▶ _EXCERPT PROVIDED_
Some thoughts on high-performance computing

My research group recently open-sourced our kickass atomic structure code AMBiT. AMBiT is my baby - I spent the last year and a bit getting it fit for production, which is a bit less than half of my PhD. Along with the usual bug hunting and documentation, I spent the bulk of that time overhauling AMBiT’s parallelism and tracking down performance pathologies to better utilise modern high-performance computing (HPC) architectures.

Our paper is still working it’s way through peer-review (although a preprint is up on the arXiv), but in the mean-time I thought I’d use this blog to talk about a few interesting things I’ve learned throughout the process. Most of this is going to focus on performance issues and strange quirks of parallel programming, since that’s what I spent the bulk of my time on.

I’m sort of hoping this post can provide a decent overview of what I’ve been working on and why it’s interesting, as well as clear up some terminology I’ll be using later on. Specifically, there seems to be a lot of misunderstanding around scientific and high-performance computing, to the point that people often mean vastly different things when they talk about HPC. While I can’t promise to solve these disputes forever, I do want to make sure that we’re all on the same page before I start going into more depth.

What even is high-performance computing?

▶ _SOURCE DATA_

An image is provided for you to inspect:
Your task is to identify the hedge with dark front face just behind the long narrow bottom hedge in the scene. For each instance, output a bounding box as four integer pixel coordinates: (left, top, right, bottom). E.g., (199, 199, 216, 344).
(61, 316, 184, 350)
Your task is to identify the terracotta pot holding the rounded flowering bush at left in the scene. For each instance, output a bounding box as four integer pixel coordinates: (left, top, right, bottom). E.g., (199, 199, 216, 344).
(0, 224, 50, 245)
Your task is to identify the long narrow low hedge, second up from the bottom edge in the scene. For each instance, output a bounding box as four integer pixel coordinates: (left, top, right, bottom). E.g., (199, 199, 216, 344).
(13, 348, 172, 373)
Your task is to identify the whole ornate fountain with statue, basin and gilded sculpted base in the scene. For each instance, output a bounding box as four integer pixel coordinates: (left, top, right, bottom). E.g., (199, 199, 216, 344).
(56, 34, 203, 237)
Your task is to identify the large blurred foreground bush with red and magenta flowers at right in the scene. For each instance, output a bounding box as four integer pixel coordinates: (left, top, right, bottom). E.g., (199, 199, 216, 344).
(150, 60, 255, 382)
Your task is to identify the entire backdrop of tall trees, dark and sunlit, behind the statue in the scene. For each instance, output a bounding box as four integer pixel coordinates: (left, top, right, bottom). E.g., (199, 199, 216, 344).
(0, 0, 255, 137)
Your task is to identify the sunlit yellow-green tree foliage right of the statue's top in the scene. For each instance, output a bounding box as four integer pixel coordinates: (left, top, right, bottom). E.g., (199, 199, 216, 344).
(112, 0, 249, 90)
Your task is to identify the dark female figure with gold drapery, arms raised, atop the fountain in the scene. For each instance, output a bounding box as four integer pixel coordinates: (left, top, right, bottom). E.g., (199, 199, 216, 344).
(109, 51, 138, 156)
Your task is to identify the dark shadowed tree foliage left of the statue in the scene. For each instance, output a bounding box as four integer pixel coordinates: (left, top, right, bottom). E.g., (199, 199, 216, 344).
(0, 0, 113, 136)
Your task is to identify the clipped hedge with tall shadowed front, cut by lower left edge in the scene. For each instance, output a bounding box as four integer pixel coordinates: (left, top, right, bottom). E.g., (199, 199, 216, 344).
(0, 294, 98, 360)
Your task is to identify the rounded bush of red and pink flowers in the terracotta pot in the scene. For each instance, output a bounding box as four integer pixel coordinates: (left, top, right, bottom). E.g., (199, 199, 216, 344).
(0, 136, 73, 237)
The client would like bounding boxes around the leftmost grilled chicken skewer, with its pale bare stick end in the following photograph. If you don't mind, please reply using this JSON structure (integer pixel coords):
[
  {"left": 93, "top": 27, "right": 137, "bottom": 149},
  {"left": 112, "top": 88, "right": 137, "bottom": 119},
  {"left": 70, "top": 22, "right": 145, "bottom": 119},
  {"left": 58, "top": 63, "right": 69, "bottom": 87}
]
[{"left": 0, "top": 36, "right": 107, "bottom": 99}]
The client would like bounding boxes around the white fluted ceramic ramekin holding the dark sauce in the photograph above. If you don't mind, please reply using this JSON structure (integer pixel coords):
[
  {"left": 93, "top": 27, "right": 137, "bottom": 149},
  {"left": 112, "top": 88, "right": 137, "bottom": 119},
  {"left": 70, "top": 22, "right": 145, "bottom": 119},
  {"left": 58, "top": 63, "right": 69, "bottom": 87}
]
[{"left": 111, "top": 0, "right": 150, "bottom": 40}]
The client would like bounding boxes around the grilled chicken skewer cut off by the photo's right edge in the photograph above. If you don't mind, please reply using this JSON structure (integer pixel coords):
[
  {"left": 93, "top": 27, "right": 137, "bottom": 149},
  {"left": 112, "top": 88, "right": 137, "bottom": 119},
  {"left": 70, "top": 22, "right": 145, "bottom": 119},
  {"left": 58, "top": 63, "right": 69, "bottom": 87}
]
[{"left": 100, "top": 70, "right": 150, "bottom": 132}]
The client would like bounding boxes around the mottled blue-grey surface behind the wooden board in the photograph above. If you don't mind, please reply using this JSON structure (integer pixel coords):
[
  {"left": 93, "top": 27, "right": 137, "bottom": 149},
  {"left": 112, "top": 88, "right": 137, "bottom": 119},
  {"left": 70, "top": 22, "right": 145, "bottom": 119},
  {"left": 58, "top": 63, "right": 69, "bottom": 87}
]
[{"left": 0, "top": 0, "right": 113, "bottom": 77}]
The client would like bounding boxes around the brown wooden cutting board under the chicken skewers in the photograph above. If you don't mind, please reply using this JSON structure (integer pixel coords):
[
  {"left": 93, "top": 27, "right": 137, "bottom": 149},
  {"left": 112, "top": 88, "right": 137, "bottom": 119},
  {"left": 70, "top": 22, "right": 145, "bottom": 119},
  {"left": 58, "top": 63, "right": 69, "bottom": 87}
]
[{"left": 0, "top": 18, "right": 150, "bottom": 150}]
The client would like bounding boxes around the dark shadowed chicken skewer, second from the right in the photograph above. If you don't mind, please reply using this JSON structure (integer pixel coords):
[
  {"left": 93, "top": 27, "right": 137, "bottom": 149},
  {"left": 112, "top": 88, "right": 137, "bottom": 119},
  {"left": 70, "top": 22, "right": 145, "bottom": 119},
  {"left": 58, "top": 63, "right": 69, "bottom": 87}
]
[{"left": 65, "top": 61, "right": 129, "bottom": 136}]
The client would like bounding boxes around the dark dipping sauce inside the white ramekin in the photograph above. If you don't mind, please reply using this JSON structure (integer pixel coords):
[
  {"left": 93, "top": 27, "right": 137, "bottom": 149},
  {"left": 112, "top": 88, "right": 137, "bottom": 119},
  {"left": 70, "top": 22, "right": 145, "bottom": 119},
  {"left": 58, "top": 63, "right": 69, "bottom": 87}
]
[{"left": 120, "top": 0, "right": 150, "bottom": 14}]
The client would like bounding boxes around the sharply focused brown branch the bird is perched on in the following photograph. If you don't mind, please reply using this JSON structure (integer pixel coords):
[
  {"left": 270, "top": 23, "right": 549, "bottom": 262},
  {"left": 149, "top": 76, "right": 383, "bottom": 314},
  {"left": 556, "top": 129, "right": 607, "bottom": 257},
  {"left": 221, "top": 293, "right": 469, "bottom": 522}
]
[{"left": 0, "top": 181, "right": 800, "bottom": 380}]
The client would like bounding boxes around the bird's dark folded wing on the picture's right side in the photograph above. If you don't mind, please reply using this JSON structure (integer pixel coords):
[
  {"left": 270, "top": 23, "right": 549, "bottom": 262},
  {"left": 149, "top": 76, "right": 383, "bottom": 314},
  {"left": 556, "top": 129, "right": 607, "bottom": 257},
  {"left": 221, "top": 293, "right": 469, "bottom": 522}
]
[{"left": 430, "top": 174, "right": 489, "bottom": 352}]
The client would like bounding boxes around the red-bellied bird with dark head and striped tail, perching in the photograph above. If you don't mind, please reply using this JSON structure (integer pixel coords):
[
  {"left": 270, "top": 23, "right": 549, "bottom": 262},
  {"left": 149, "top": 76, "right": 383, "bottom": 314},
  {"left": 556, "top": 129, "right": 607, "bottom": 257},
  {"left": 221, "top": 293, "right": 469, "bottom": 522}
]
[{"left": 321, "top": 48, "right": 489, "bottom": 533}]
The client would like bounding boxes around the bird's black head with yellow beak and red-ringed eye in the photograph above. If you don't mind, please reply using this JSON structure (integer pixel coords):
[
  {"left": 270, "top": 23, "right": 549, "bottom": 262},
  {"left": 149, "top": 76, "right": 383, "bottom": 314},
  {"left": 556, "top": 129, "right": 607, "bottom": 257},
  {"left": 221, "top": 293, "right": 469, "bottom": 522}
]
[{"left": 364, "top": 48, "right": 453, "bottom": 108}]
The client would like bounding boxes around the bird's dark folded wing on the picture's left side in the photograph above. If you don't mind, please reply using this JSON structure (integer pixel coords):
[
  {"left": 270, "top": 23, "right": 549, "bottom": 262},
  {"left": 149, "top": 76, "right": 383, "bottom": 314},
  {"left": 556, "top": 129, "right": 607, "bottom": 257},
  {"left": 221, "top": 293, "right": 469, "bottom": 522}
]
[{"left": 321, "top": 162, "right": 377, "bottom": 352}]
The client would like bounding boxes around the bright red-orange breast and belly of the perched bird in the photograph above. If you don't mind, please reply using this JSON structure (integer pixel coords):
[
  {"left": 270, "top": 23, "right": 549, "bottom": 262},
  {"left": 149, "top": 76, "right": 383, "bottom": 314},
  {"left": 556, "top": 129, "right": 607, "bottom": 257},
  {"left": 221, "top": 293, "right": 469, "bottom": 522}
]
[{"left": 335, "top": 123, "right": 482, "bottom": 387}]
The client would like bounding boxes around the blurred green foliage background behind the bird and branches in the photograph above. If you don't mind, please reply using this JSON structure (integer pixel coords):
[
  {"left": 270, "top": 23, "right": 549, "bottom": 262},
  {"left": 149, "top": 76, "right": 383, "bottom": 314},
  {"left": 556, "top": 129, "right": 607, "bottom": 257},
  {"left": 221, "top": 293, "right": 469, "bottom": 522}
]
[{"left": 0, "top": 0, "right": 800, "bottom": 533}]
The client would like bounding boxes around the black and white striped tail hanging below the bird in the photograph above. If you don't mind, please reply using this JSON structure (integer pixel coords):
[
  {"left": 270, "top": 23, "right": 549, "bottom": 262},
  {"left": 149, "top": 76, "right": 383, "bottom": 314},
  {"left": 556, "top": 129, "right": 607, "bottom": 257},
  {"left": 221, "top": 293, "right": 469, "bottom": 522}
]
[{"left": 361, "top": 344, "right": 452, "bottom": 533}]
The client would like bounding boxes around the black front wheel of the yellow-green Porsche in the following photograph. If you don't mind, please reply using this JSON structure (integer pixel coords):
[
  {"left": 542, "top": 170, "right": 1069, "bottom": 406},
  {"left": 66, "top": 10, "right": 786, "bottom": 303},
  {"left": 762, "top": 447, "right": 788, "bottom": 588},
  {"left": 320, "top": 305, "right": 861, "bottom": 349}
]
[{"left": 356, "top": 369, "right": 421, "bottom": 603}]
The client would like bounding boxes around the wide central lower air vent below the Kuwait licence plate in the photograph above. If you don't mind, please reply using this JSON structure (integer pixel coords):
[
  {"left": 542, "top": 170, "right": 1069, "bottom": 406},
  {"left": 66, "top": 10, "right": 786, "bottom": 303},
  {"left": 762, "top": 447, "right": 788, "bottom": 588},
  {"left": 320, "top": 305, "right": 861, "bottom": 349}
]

▶ _YOUR TASKS_
1. Repeat, word for word, the part of the high-performance computing post from "Our paper is" up to and including "my time on.".
2. Shorten the paragraph of the high-performance computing post that opens with "Our paper is still working", keeping its main facts.
The listing above was taken from a different source.

▶ _SOLVED PROBLEMS_
1.
Our paper is still working it’s way through peer-review (although a preprint is up on the arXiv), but in the mean-time I thought I’d use this blog to talk about a few interesting things I’ve learned throughout the process. Most of this is going to focus on performance issues and strange quirks of parallel programming, since that’s what I spent the bulk of my time on.

2. The paper is still in peer review, though a preprint is on the arXiv. Meanwhile, I'll use this blog to share some interesting things I learned along the way. These are mostly performance issues and odd quirks of parallel programming, since that's where most of my time went.